[Data listing]
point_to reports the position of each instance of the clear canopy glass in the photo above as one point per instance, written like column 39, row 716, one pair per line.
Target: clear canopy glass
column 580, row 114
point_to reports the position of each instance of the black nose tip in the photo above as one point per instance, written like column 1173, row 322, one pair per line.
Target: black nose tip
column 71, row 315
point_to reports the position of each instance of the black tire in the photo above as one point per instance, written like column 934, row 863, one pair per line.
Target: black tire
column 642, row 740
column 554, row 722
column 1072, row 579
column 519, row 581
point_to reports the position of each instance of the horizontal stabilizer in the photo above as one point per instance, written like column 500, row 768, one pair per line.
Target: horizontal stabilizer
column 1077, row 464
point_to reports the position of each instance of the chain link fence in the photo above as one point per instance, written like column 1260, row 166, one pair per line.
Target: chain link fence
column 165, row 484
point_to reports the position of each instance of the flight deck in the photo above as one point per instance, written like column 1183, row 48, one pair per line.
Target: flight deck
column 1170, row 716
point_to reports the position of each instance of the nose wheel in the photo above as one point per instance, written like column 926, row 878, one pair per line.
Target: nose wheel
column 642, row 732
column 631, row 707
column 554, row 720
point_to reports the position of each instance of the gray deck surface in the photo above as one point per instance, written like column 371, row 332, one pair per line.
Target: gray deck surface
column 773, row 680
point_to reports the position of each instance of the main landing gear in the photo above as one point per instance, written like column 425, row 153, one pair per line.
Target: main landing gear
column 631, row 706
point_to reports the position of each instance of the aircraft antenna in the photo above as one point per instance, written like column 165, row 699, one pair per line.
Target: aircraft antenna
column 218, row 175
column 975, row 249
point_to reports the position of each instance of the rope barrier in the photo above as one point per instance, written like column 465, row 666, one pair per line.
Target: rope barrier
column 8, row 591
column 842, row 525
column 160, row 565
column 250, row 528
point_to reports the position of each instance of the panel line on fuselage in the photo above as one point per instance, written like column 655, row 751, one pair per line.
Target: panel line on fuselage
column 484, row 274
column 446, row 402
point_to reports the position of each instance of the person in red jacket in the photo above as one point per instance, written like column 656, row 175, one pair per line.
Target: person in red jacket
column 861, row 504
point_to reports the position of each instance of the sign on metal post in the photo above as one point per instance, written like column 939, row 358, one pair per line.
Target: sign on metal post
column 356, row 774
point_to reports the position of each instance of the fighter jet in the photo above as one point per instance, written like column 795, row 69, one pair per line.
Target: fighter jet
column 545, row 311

[Request] Render the items from the line containing "point_to reports the position of each instance of the flight" up to and including the line containing "column 1170, row 716" as a two-column CSV headed instruction and response, one row per item. Enclose each field in double quotation marks and replace any line breaks within it with spaces.

[Output]
instruction,response
"point_to reports the position of each instance of the flight deck in the photo above as one point per instance, written like column 1183, row 48, one pair per line. Target: flight deck","column 1170, row 716"